| REQUEST |
Show each line of the data below that contains the string "logo". Case counts.

--- begin ---

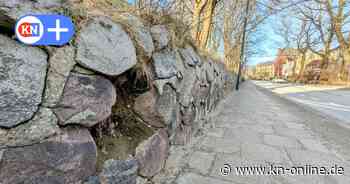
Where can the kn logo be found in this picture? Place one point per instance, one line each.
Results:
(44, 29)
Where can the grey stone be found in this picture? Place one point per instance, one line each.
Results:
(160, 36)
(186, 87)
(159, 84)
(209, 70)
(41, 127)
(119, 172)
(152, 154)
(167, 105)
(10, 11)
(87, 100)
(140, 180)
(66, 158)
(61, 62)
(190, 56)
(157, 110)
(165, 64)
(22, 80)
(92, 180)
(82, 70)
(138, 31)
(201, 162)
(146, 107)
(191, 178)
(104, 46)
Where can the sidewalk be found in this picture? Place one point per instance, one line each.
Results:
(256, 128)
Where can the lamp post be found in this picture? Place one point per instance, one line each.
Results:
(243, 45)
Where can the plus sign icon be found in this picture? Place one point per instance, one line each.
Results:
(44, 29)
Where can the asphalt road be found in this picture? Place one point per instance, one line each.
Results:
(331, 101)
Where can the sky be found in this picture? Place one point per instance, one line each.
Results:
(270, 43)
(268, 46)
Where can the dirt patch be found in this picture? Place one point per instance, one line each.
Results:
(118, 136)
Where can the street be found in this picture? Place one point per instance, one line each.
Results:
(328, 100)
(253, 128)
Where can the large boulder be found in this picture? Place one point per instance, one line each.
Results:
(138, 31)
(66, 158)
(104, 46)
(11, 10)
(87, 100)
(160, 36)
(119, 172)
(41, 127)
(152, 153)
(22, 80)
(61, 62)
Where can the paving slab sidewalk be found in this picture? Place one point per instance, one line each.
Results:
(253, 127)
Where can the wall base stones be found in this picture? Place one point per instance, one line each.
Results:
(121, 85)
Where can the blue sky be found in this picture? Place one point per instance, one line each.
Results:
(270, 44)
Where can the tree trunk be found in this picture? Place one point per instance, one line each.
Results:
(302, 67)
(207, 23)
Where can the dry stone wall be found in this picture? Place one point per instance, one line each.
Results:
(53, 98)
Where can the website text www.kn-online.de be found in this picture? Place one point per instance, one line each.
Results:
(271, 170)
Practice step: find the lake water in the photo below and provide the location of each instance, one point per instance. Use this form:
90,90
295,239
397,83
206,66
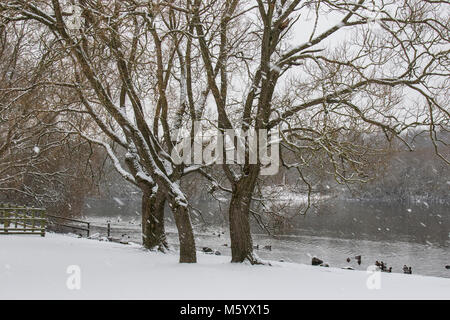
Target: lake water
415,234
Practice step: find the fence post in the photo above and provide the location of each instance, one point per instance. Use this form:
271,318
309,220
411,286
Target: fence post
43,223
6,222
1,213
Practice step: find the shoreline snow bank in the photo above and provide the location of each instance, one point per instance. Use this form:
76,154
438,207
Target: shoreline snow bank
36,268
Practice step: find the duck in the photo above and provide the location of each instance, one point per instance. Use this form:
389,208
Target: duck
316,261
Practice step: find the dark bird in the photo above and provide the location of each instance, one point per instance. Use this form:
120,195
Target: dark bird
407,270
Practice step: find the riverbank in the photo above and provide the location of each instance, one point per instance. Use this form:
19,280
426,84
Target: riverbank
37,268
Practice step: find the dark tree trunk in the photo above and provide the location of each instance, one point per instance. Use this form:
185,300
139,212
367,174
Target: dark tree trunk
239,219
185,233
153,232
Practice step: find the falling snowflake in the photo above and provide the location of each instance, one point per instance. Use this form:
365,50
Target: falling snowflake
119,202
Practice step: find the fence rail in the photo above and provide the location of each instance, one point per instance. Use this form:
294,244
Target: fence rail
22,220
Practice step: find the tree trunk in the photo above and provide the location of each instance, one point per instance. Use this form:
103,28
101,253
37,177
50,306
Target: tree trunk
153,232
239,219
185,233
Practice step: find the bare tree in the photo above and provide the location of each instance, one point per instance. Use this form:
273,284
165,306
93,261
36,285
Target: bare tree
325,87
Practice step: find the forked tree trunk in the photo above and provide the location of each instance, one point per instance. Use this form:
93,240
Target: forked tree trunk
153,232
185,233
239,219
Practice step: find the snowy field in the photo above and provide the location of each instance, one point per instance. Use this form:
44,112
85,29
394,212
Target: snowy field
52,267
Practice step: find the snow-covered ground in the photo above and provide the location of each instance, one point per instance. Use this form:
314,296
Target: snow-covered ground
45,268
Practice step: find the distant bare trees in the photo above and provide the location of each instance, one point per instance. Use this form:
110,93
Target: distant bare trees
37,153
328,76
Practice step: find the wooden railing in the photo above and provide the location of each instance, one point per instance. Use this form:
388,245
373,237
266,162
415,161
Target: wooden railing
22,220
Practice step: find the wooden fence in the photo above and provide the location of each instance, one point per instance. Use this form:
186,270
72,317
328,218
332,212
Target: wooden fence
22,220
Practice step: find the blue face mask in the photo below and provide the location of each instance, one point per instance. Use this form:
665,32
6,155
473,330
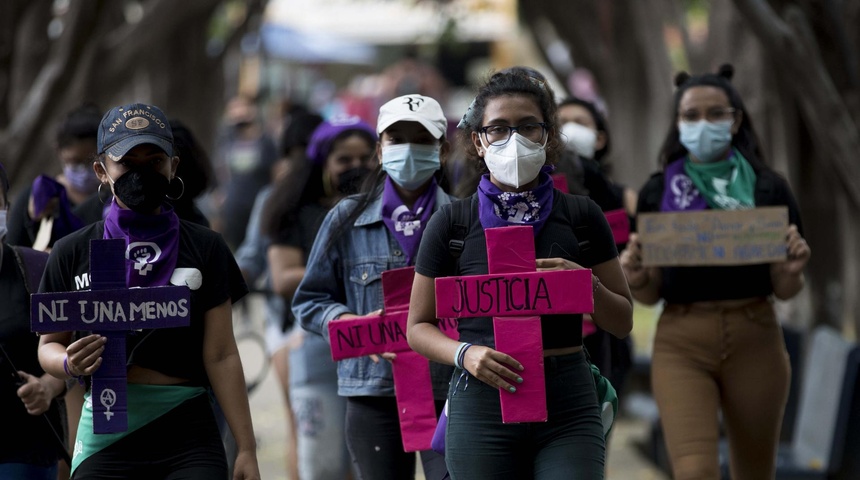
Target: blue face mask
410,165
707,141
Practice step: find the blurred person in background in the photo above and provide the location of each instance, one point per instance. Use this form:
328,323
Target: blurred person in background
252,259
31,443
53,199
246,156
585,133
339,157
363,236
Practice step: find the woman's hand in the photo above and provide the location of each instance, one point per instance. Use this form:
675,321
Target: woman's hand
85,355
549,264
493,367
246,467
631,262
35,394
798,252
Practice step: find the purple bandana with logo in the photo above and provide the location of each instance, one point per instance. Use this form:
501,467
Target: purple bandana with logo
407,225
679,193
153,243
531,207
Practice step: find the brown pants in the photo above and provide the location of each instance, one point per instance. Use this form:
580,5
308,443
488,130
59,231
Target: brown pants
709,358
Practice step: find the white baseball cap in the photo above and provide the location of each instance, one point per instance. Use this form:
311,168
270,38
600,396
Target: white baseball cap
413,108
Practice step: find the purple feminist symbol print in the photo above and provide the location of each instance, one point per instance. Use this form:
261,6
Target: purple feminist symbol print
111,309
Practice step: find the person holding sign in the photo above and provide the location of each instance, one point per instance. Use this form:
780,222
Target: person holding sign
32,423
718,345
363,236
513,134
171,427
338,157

--- end ---
--- begin ---

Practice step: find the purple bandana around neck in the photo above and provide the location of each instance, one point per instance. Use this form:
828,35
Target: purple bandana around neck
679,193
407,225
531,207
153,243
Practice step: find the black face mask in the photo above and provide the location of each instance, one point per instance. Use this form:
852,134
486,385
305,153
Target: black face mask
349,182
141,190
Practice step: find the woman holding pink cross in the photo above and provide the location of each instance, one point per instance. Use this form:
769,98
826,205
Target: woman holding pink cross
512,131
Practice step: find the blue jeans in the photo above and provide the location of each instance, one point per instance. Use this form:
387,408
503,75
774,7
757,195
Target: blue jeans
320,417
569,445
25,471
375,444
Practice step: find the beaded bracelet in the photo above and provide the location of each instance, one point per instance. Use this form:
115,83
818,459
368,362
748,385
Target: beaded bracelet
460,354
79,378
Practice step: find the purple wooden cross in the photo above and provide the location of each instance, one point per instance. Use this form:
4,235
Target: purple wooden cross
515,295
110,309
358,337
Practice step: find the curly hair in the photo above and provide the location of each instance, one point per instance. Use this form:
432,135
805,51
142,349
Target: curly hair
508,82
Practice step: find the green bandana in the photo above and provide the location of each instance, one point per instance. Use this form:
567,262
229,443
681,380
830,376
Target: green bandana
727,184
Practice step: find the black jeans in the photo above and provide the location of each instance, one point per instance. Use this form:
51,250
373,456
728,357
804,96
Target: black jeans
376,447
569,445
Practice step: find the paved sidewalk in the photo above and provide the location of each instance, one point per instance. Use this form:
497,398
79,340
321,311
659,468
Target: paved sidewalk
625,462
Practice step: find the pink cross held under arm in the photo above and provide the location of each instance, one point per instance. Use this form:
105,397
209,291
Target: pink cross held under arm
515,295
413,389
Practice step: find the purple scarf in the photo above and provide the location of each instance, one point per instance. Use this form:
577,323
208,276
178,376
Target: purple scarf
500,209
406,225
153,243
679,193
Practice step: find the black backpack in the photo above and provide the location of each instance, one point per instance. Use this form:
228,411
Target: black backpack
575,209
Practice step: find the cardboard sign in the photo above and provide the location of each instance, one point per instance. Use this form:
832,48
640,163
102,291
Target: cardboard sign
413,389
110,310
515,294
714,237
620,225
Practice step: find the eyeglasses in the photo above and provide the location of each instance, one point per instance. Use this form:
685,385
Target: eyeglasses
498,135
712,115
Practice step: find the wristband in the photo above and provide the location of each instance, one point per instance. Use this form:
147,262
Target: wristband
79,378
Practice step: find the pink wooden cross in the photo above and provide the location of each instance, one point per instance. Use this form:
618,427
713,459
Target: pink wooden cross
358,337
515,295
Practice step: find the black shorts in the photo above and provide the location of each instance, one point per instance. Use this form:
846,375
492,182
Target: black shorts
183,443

--- end ---
--- begin ---

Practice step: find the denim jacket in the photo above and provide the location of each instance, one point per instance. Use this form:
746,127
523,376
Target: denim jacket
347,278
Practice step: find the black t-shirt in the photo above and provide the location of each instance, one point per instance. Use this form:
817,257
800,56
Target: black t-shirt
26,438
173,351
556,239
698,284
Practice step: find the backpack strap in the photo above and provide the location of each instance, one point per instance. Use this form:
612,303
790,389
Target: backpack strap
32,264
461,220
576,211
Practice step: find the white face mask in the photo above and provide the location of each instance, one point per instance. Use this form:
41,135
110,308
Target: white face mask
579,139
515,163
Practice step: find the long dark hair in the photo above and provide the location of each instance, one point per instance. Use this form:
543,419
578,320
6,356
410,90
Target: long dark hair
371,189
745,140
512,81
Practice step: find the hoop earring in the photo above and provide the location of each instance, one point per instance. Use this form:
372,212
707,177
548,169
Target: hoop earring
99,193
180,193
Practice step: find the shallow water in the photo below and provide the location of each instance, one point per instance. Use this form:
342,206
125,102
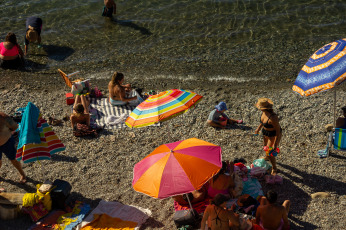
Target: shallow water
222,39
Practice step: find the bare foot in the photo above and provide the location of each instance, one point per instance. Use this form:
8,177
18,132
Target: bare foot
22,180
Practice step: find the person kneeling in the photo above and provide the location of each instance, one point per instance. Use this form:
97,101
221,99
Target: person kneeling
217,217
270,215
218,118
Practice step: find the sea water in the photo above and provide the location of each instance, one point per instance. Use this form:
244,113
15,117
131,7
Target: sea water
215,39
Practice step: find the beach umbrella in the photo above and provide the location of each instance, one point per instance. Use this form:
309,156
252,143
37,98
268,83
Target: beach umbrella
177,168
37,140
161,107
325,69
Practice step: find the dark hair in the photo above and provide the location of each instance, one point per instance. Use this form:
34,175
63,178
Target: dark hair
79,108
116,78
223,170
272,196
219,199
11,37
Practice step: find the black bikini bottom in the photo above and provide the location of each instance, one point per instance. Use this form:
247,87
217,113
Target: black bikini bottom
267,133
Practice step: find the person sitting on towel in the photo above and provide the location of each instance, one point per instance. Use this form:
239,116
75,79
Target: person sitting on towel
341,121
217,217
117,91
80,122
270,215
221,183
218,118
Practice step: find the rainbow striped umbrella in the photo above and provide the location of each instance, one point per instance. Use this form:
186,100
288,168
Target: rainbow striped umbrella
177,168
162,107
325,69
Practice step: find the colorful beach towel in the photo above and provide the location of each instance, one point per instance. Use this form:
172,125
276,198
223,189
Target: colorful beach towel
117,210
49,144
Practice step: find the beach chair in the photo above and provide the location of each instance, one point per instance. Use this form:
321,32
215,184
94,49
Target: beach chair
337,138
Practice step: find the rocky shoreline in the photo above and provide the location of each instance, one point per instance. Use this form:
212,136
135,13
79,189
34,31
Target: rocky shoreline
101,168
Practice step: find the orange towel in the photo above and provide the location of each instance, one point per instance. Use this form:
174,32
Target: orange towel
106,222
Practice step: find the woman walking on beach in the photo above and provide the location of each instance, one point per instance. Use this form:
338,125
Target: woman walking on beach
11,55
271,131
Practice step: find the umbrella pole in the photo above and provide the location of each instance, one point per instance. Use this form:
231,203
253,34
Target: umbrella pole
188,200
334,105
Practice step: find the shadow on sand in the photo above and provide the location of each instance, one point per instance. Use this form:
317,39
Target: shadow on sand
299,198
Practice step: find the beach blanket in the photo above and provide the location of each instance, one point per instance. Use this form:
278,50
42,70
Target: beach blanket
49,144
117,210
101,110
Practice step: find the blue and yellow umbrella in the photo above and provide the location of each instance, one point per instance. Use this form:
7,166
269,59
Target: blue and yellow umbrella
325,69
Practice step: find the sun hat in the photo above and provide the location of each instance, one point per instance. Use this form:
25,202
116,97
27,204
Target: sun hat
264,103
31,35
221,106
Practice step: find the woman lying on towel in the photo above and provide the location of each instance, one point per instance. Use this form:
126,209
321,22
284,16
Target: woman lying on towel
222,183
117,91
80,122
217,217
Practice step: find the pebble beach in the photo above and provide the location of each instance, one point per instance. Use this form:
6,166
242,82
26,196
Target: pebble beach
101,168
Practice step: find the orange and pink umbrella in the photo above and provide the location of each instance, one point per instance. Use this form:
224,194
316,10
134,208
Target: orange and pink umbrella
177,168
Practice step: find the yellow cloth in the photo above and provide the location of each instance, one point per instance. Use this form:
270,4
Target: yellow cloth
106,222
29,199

--- end ---

| SOLVED EXERCISE |
Where can the kn logo be found in this picture? Place one point per instance, one line each.
Practice step: find the purple bandana with logo in the photo above and provide the location of each instance, one point per instance. Use this form:
Target: purple bandana with logo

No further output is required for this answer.